— START DATA EXCERPTS —
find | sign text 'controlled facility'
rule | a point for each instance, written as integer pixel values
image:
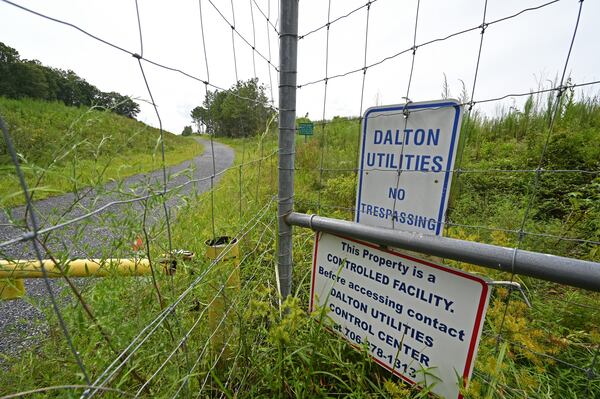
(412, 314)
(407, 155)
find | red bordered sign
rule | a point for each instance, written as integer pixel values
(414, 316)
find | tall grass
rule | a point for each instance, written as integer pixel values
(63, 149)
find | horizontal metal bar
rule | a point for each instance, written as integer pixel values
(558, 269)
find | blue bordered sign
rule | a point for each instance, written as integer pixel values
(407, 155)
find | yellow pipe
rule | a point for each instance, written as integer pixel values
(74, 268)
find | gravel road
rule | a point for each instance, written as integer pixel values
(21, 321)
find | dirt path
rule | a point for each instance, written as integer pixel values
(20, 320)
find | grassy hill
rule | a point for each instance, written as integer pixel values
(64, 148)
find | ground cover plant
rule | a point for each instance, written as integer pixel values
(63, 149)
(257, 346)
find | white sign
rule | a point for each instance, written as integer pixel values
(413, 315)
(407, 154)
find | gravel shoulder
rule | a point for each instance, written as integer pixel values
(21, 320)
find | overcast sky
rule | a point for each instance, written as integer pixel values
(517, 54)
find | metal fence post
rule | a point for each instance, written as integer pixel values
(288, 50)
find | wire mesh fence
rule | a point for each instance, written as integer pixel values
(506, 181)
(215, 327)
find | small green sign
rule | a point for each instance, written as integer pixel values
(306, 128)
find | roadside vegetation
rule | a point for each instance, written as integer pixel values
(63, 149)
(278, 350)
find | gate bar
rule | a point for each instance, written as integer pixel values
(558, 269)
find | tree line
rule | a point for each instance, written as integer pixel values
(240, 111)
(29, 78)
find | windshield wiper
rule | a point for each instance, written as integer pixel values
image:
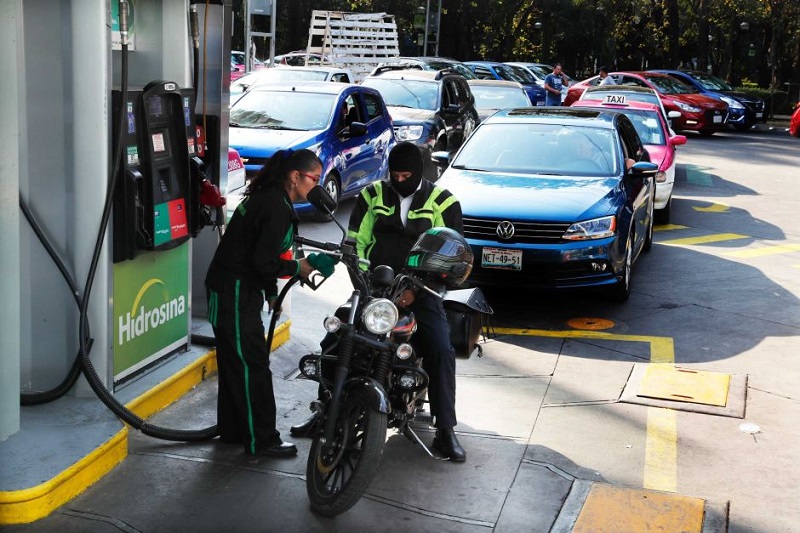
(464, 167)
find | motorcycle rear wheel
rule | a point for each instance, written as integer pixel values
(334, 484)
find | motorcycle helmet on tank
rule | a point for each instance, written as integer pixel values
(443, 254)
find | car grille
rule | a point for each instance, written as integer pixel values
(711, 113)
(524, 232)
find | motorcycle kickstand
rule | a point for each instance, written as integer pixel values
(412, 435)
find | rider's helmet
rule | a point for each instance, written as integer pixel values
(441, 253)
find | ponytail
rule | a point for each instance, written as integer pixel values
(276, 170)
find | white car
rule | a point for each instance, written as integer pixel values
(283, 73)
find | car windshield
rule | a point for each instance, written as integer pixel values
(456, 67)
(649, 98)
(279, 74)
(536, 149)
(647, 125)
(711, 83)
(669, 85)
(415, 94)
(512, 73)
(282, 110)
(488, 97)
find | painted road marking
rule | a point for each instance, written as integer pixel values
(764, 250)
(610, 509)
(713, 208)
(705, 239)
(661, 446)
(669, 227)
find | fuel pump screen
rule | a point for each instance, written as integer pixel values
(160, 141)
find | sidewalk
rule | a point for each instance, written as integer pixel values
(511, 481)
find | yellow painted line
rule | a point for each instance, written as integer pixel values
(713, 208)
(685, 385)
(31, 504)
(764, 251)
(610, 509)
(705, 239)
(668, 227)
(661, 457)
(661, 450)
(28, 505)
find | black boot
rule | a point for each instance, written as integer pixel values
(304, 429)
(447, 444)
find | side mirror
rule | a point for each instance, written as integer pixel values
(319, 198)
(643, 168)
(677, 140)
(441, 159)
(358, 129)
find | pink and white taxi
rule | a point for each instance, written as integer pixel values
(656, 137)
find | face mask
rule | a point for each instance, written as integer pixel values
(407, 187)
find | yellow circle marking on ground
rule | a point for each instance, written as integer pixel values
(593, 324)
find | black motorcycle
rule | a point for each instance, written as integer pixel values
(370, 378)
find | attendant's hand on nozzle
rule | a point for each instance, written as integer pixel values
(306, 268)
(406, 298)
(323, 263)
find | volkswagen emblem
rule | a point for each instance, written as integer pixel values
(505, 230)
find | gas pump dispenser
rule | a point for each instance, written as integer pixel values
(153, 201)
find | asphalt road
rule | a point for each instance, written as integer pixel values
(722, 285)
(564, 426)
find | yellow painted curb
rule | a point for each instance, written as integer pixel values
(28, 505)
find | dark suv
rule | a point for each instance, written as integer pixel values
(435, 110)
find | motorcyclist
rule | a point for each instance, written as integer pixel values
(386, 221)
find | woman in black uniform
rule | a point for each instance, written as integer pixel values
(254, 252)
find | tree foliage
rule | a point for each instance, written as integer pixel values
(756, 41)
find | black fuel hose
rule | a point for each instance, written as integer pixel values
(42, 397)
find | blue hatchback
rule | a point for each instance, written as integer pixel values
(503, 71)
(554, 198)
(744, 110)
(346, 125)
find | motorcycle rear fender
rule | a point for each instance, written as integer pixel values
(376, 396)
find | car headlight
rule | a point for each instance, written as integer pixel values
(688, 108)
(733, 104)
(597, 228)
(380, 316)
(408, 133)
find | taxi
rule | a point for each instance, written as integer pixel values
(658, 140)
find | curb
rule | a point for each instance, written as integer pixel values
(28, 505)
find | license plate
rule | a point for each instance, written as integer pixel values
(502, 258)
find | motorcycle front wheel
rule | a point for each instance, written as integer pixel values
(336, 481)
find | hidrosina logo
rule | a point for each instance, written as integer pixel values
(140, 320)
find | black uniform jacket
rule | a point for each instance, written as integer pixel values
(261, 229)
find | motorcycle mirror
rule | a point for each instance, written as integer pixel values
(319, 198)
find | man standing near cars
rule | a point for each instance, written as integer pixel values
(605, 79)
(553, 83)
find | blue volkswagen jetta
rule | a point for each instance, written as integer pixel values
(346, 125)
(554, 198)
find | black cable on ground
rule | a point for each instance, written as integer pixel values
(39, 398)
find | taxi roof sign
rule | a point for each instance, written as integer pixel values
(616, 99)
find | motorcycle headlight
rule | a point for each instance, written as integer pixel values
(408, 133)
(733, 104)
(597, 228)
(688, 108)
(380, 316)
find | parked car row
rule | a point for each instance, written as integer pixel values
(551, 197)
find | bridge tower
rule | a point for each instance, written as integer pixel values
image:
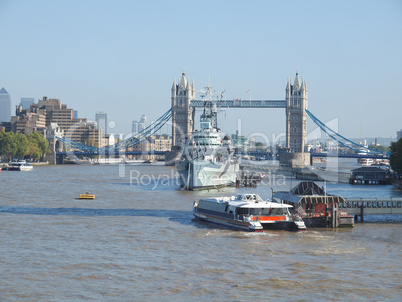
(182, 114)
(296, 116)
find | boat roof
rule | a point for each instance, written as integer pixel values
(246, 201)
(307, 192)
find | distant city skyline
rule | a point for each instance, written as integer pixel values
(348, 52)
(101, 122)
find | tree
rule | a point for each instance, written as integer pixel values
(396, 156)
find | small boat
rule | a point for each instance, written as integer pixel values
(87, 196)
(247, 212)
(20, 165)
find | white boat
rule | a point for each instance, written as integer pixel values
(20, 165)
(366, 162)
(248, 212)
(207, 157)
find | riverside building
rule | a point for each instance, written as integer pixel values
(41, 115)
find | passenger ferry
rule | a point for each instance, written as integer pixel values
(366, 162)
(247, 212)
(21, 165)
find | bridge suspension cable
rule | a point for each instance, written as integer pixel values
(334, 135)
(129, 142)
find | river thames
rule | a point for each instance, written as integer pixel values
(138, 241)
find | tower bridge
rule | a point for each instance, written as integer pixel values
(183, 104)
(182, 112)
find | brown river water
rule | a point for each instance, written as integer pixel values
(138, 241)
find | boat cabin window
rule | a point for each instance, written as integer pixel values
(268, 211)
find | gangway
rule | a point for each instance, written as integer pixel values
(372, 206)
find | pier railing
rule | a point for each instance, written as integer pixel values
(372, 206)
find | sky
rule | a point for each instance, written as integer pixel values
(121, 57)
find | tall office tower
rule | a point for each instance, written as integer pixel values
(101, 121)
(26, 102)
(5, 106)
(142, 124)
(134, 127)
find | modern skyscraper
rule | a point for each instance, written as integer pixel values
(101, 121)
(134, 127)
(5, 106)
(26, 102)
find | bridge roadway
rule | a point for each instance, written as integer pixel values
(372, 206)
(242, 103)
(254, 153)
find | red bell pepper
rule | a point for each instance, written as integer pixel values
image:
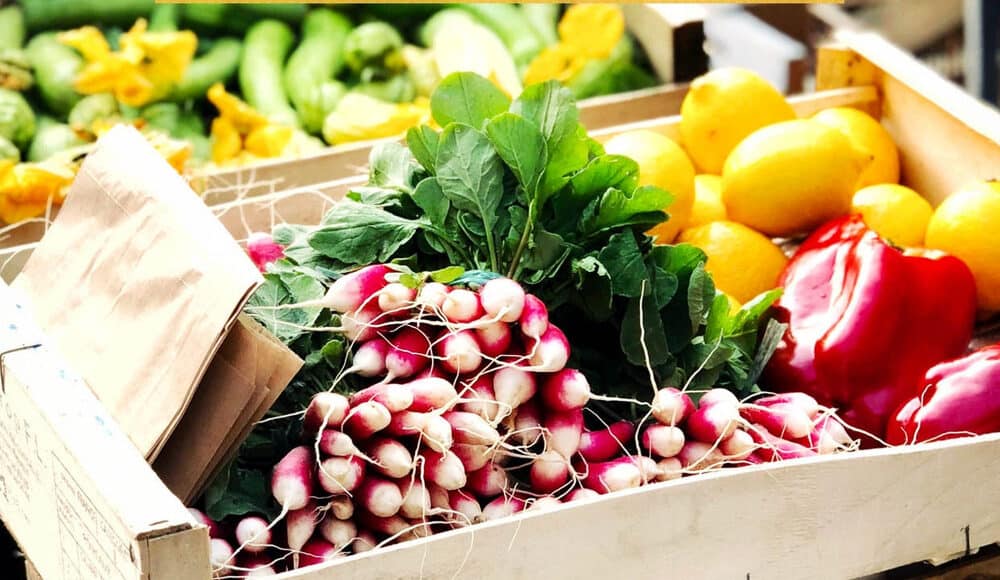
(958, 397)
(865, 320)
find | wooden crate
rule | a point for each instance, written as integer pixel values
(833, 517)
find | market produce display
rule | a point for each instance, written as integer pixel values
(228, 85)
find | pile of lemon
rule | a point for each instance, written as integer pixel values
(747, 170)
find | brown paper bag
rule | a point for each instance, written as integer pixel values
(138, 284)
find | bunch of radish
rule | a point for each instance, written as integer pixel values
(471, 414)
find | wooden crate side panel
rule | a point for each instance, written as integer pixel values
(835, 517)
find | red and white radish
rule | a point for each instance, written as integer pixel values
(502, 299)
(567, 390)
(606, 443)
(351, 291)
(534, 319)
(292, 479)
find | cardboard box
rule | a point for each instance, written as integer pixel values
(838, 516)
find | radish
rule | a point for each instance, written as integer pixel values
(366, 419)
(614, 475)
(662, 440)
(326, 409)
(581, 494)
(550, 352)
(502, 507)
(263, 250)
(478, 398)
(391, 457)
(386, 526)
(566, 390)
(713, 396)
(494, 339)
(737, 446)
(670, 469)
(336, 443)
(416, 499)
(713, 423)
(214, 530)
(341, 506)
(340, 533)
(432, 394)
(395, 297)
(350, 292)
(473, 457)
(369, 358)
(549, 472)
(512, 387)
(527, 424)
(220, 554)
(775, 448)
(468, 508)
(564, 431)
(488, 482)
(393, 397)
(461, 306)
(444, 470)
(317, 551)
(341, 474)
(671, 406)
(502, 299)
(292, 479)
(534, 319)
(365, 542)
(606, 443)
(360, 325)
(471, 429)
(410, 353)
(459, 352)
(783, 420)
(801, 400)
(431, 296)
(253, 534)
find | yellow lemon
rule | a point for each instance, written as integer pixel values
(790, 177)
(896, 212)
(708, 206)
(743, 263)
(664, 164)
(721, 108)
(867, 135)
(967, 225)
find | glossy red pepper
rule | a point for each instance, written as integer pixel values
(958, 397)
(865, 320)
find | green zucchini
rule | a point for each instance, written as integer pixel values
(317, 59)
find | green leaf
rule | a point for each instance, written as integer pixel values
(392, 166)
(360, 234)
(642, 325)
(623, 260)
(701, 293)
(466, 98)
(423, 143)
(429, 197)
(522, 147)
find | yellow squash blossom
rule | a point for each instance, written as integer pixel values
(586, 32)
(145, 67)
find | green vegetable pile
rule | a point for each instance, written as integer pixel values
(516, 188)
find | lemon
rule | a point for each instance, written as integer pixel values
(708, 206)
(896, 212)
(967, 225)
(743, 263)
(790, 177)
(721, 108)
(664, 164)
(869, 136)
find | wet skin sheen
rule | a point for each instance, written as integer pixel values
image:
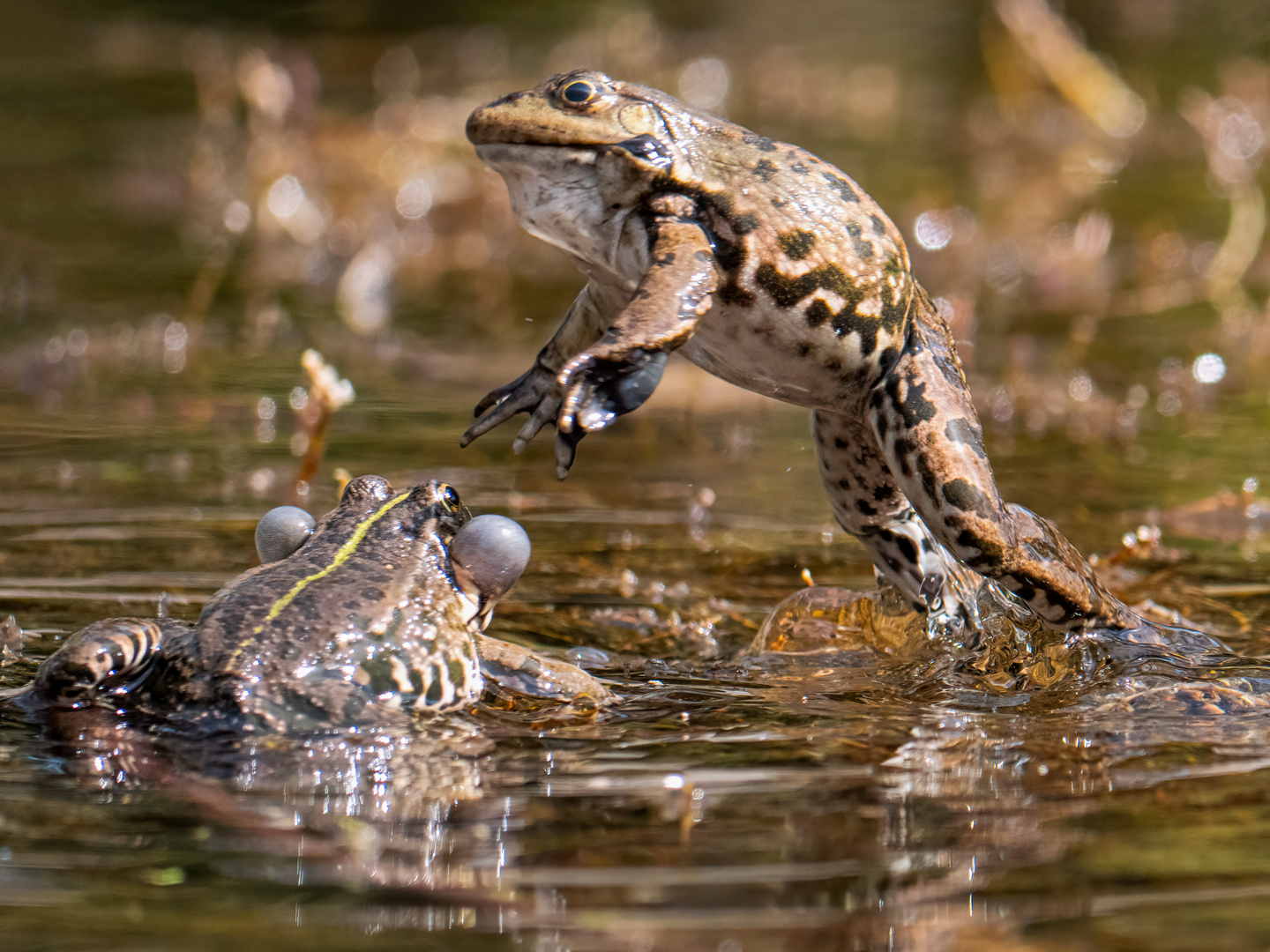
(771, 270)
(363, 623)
— END DATA EXCERPTS —
_OBJECTIVE_. In the data above, find the line with "find | red and white radish" and repeat it and every line after it through the end, exactly; leave the pictures out.

_REPLY_.
find | red and white radish
rule | a point for each instance, written as integer pixel values
(502, 299)
(567, 390)
(606, 443)
(351, 291)
(534, 319)
(292, 479)
find | cardboard box
rule | a point for each instance, written as integer pixel values
(838, 516)
find | radish
rule | a point for each instance, written as integer pixel values
(366, 419)
(614, 475)
(662, 440)
(326, 409)
(581, 494)
(550, 352)
(502, 507)
(263, 250)
(478, 398)
(391, 457)
(386, 526)
(566, 390)
(713, 396)
(494, 339)
(737, 446)
(670, 469)
(336, 443)
(416, 499)
(713, 423)
(214, 530)
(341, 506)
(340, 533)
(432, 394)
(395, 297)
(350, 292)
(473, 457)
(369, 358)
(549, 472)
(512, 387)
(527, 424)
(220, 554)
(775, 448)
(468, 508)
(564, 431)
(488, 482)
(393, 397)
(461, 306)
(444, 470)
(317, 551)
(341, 474)
(671, 406)
(502, 299)
(292, 479)
(534, 319)
(365, 542)
(606, 443)
(360, 325)
(471, 429)
(410, 353)
(459, 352)
(783, 420)
(801, 400)
(431, 296)
(253, 534)
find | yellow lemon
rule | a point for each instance, written as integer pixel values
(790, 177)
(896, 212)
(708, 206)
(743, 263)
(664, 164)
(721, 108)
(867, 135)
(967, 225)
find | glossy red pepper
rule | a point for each instance, written as integer pixel values
(958, 397)
(865, 320)
find | green zucchini
rule | a point for each instance, written as integer pixel values
(317, 59)
find | green leaf
rule | a point for each instance, written as integer pixel values
(392, 166)
(360, 234)
(642, 325)
(623, 260)
(701, 293)
(466, 98)
(423, 143)
(429, 197)
(522, 147)
find | yellow squash blossom
rule | a point for each instance, written as integer pixel values
(586, 32)
(145, 67)
find | green vegetable pile
rule | a point for each instance, written as integer pixel values
(516, 188)
find | lemon
rule | a point for each instance, written as integer pixel values
(708, 206)
(896, 212)
(967, 225)
(743, 263)
(790, 177)
(721, 108)
(664, 164)
(869, 136)
find | wet skin sheen
rule | a point for each instance, written as integer pixel values
image:
(771, 270)
(363, 623)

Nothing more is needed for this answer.